*Record extracts*:
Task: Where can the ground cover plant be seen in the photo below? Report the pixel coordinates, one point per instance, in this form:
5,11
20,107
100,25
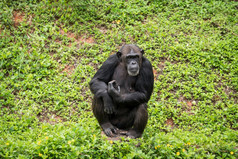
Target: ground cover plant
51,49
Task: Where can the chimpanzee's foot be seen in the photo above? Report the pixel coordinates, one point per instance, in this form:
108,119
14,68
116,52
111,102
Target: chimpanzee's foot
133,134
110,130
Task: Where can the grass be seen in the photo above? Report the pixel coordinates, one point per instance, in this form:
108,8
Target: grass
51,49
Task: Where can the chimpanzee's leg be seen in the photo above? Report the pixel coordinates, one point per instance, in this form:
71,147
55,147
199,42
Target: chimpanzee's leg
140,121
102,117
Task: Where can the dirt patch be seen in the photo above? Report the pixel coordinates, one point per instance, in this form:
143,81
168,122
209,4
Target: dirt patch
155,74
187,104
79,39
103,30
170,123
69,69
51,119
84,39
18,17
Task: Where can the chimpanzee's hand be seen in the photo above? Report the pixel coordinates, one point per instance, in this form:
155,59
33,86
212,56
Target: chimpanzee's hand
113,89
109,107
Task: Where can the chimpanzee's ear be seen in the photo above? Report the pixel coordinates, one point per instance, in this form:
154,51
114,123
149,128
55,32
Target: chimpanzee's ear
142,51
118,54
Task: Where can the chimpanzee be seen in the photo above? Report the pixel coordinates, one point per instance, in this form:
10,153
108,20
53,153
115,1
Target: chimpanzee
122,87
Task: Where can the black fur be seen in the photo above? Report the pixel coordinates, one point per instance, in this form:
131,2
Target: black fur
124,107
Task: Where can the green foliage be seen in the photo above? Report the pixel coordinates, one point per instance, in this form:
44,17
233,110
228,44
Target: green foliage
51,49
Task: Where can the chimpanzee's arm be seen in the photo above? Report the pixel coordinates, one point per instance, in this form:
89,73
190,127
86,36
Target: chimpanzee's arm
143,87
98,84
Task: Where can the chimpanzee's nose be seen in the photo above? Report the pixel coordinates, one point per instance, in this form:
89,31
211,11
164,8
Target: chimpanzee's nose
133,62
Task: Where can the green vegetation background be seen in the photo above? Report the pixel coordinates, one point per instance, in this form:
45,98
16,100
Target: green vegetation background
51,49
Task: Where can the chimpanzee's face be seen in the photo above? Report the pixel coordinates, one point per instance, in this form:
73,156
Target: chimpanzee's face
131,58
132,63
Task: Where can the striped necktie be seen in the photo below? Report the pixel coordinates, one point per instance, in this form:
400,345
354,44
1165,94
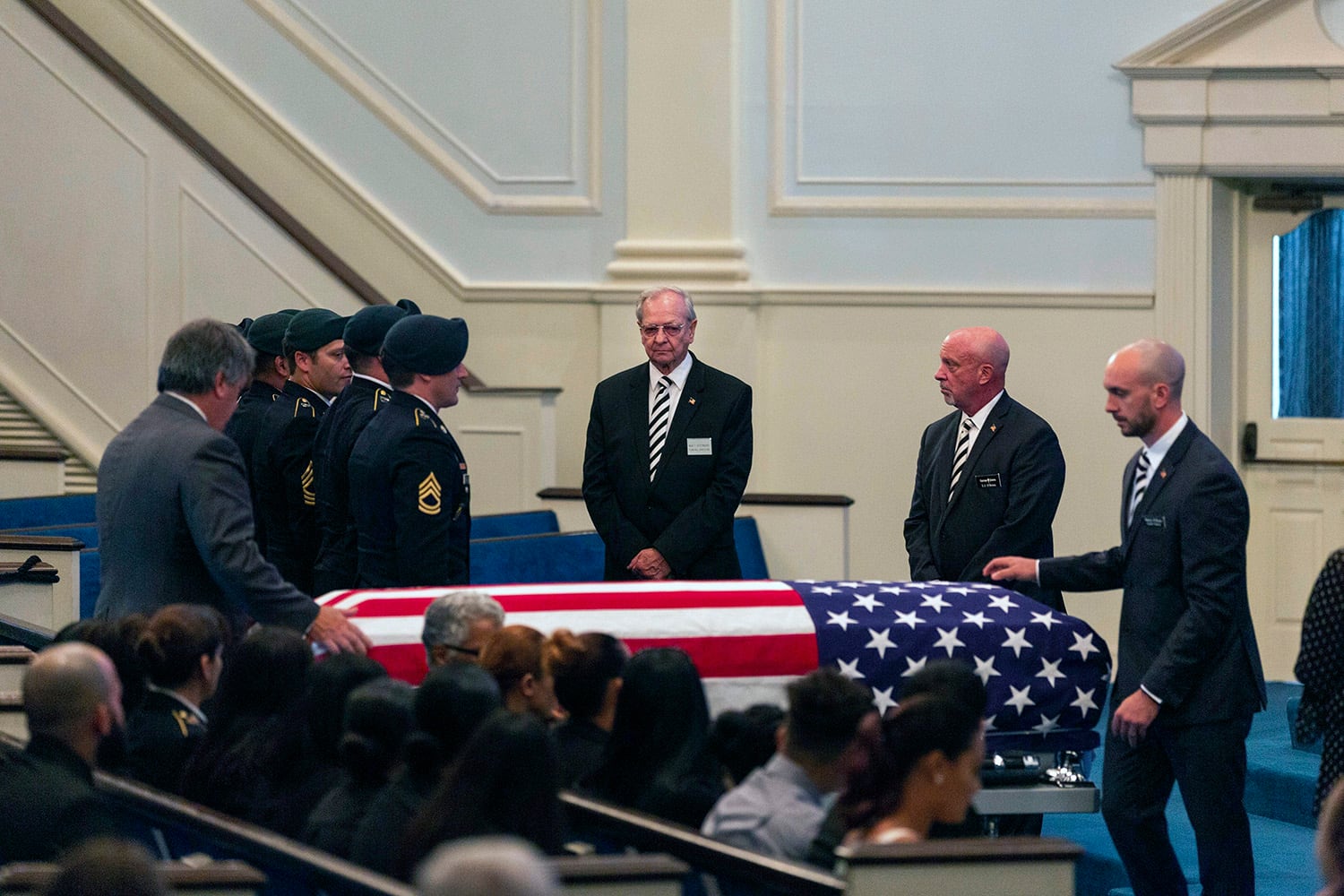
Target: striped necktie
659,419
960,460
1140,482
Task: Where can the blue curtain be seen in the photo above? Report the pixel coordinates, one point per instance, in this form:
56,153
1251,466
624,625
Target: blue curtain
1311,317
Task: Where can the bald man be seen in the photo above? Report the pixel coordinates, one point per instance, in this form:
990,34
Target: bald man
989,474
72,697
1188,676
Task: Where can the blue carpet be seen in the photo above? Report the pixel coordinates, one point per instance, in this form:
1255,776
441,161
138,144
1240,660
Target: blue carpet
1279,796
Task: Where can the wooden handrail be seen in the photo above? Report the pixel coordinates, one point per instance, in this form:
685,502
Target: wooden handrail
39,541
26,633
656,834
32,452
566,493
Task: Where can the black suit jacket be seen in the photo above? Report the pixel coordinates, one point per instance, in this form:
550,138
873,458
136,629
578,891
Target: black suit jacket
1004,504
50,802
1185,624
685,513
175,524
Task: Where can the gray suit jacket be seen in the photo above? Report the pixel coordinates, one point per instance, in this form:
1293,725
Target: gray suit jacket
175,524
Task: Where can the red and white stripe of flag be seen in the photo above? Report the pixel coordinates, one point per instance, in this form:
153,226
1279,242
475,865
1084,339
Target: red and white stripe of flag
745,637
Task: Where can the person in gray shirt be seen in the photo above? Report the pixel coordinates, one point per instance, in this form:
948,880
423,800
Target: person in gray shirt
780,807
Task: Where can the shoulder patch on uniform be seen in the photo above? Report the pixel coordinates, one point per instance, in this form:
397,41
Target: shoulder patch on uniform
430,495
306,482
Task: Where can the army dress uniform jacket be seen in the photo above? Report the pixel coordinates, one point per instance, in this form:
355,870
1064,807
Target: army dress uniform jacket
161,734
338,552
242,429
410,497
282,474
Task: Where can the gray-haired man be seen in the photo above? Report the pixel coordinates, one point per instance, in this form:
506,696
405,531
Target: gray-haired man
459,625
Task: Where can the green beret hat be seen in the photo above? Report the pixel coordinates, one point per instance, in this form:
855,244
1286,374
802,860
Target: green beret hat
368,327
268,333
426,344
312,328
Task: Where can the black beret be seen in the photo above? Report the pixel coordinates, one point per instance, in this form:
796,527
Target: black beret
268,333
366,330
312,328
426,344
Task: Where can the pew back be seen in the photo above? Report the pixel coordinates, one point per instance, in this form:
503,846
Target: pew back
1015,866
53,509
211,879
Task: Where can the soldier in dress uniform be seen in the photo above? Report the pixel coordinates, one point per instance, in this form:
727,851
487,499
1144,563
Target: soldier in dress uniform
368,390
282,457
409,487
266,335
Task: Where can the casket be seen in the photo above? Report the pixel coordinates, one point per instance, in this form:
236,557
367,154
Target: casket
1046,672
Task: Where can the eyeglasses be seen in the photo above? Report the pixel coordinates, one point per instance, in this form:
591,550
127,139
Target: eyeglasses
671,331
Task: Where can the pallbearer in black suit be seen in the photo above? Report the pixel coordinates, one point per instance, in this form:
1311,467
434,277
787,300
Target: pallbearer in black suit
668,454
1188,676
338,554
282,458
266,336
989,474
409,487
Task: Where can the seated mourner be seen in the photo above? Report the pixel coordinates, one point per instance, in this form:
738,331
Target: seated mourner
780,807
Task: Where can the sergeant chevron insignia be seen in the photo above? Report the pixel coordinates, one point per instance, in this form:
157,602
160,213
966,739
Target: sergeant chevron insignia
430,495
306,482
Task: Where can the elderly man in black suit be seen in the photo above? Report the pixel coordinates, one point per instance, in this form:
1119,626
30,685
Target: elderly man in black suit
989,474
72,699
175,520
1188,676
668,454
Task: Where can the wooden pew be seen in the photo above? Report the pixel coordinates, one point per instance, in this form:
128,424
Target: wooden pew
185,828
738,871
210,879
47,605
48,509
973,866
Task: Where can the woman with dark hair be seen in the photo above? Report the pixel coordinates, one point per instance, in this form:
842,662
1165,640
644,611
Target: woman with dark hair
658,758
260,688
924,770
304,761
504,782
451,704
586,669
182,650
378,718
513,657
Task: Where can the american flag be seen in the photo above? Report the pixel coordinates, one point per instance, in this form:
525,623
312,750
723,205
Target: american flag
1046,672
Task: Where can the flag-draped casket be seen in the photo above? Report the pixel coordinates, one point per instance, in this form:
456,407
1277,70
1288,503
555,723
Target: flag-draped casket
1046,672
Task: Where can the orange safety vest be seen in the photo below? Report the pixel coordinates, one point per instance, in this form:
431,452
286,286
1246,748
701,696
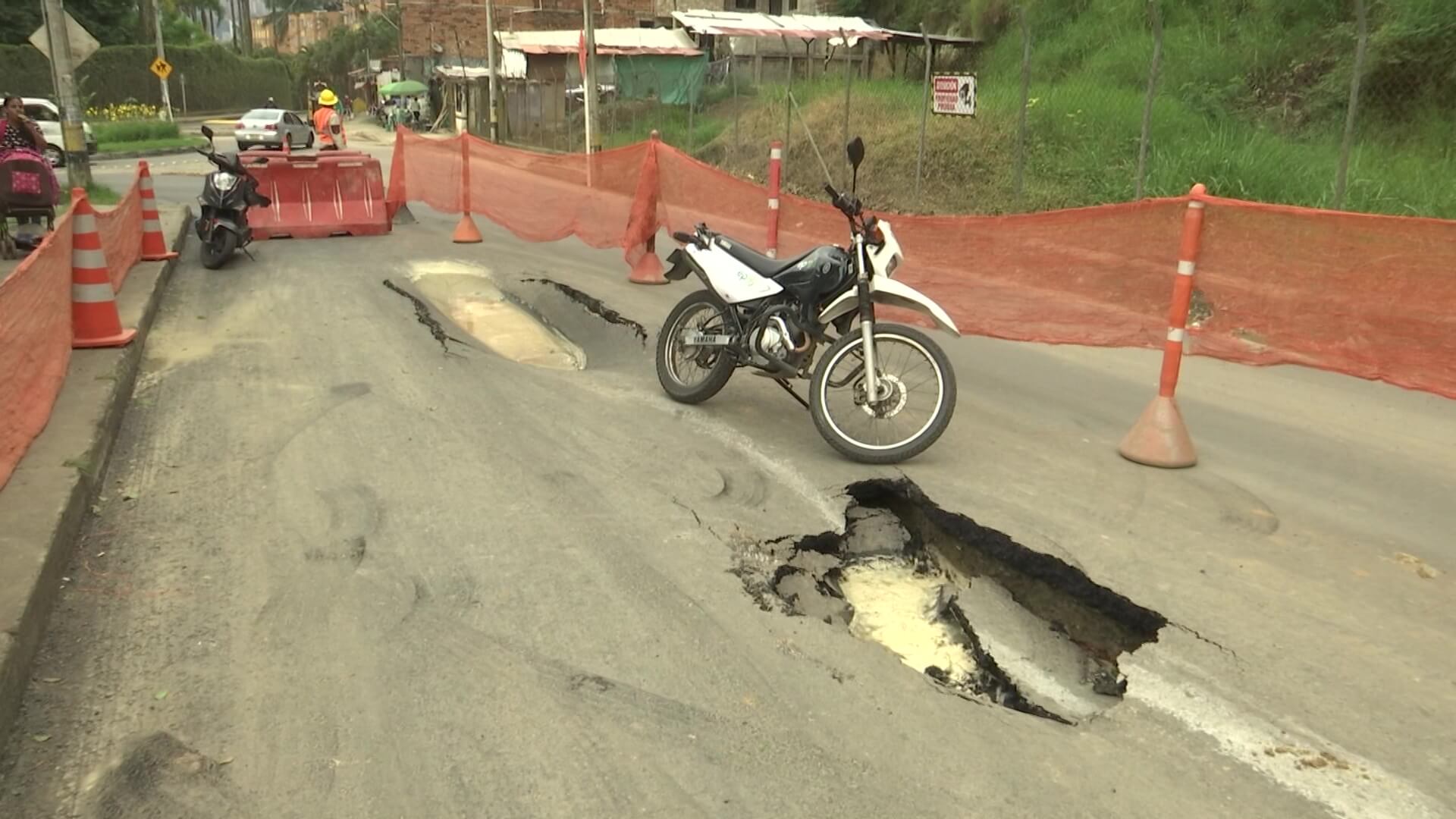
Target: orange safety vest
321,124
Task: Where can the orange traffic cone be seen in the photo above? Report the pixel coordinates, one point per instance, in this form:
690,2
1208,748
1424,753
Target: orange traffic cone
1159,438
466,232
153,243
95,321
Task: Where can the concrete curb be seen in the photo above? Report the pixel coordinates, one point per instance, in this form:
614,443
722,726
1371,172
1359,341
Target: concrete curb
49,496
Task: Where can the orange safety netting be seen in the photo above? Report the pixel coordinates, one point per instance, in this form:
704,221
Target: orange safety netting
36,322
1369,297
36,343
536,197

*Task prompt*: Write everything from the line containing "Task: Where can the orange safety netting" down to the last of the lines above as a JSON list of strings, with one string for each line and blank lines left out.

*Solution to this task*:
[
  "Task: Where can the orange safety netting be seen in the photo above? Report the pixel coordinates, one point per instance, in this form:",
  "704,221",
  "Target: orange safety netting",
  "36,322",
  "1369,297",
  "36,343",
  "536,197"
]